(Data items)
══════════════════════════════

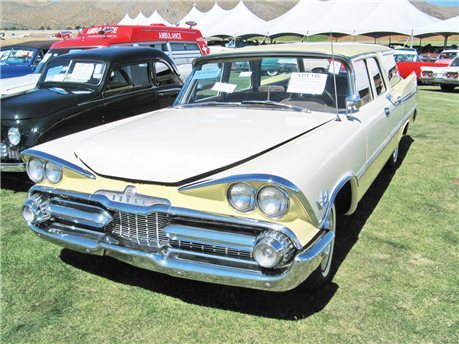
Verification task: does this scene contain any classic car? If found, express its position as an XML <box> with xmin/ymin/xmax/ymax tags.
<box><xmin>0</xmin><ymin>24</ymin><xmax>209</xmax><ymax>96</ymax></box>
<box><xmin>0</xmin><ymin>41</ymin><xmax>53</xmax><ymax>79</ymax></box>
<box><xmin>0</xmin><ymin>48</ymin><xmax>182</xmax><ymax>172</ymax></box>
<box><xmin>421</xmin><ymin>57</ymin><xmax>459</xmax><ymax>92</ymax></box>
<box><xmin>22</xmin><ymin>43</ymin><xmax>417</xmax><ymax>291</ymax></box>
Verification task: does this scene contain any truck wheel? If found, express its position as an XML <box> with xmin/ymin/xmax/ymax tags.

══════════════════════════════

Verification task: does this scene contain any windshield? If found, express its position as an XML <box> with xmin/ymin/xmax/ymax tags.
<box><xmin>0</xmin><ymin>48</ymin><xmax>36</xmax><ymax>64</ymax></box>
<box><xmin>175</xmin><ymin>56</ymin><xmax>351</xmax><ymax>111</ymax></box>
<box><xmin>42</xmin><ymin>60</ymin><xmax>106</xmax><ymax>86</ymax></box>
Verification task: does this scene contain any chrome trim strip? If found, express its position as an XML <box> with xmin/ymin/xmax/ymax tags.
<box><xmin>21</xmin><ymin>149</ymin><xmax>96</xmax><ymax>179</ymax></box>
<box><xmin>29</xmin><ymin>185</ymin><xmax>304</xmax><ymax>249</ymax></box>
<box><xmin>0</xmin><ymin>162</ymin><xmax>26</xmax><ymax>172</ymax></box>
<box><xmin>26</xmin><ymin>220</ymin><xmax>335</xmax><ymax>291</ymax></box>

══════════════════════════════

◆ What is asked
Identify every line in the items above that contains the string "wheel", and copy each such line in full. Case counts.

◆ Response to the exercise
Verification task: does this scene contain any truck wheel? If found, express its position as an XML <box> with xmin/ymin/xmax/ymax tags.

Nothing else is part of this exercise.